===== PROVIDED INFORMATION

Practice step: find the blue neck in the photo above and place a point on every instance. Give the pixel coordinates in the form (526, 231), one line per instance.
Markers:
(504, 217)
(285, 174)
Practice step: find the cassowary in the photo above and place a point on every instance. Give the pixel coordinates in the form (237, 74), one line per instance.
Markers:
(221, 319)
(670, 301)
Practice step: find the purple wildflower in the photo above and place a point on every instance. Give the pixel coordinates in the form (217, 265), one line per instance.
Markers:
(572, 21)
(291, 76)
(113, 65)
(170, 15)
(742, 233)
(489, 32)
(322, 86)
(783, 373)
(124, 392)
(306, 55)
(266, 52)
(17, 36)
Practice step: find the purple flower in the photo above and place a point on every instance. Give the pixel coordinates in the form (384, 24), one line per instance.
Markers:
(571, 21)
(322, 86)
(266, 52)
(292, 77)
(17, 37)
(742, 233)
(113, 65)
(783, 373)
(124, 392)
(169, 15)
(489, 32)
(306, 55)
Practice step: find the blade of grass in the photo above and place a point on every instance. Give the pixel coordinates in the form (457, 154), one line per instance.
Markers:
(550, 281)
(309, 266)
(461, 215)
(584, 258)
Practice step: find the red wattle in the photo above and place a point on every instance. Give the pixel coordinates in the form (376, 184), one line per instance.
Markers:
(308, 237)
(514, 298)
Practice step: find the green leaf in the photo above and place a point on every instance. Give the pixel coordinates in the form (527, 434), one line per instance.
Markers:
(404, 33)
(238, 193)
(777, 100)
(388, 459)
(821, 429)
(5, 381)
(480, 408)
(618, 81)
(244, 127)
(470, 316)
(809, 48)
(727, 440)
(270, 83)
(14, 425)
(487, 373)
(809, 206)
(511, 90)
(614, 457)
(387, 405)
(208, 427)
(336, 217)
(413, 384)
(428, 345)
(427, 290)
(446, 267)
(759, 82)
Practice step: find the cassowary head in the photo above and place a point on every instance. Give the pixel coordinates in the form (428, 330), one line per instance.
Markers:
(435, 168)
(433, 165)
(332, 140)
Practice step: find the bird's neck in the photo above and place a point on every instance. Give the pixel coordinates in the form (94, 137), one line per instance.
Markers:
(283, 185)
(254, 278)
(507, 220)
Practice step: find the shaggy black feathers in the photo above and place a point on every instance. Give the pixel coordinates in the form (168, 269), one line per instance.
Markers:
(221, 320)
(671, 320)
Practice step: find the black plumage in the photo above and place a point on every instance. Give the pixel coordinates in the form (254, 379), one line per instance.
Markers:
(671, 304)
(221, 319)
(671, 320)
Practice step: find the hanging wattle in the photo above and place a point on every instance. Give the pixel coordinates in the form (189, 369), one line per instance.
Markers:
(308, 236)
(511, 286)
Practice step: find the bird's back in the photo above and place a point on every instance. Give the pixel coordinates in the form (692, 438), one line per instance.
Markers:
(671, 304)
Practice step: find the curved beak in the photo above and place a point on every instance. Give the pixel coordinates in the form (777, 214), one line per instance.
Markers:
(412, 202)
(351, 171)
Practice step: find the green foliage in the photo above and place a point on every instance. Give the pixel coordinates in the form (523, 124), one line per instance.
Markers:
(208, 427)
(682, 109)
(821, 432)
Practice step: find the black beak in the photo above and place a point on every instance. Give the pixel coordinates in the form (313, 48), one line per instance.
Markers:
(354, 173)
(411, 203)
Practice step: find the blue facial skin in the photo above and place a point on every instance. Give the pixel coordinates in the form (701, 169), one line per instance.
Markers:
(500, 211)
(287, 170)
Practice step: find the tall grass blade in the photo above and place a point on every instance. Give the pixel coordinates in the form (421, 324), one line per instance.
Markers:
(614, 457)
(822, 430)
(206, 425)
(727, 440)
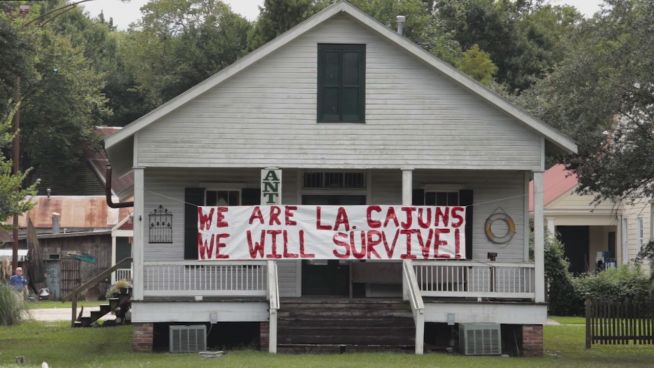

==========

Pick out every line in the items above that contains the word "wattle" and copy each one. Letter case counts.

Practice step: find the red wattle in the photo above and place a point on every instance. Give the pixel coordinates in the form (376, 184), one line per instance.
Practice step: find the hanging wattle in the photo above and place a point on every instance. Give the pixel coordinates in the form (189, 369), one line per instance.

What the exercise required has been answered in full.